• _Objective_
Report how many lines in the records below contain the string "tree", matching case exactly. Give only the number.

============================================================

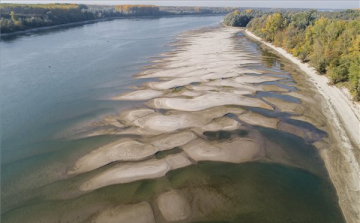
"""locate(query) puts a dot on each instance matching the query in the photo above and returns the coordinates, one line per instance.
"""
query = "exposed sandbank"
(342, 161)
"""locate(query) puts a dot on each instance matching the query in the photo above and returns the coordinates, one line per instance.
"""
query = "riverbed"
(211, 123)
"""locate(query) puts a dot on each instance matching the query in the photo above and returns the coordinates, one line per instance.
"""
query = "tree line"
(19, 17)
(329, 41)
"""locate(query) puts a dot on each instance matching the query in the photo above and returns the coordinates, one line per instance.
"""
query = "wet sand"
(200, 105)
(218, 132)
(343, 159)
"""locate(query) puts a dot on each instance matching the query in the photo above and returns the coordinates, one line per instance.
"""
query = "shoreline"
(345, 114)
(90, 22)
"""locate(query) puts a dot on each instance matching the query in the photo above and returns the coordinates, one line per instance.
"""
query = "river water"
(54, 82)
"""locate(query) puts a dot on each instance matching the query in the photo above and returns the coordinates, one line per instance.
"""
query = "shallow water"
(66, 79)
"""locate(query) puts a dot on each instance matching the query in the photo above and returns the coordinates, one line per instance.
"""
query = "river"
(56, 83)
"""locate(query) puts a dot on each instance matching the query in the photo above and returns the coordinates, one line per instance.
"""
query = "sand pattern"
(208, 104)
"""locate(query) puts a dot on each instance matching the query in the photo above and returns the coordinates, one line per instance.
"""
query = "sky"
(318, 4)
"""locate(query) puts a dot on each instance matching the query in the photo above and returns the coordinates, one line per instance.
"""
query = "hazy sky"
(329, 4)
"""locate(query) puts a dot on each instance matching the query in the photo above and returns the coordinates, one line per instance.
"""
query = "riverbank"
(345, 120)
(92, 21)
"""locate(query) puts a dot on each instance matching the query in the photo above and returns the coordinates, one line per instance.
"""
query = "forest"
(329, 41)
(19, 17)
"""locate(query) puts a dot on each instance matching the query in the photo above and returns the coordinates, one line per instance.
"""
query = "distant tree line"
(329, 41)
(19, 17)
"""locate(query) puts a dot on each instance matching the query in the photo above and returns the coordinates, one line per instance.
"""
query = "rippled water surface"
(55, 82)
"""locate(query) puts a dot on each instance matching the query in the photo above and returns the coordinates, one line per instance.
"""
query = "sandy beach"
(343, 158)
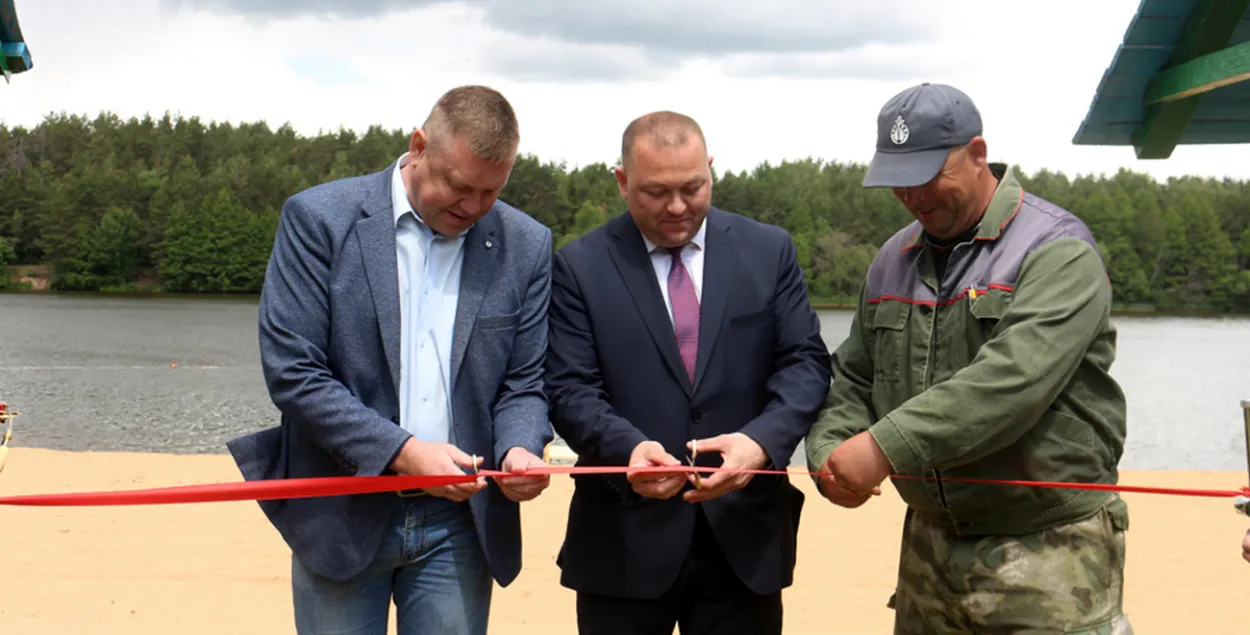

============================================================

• _Correct result_
2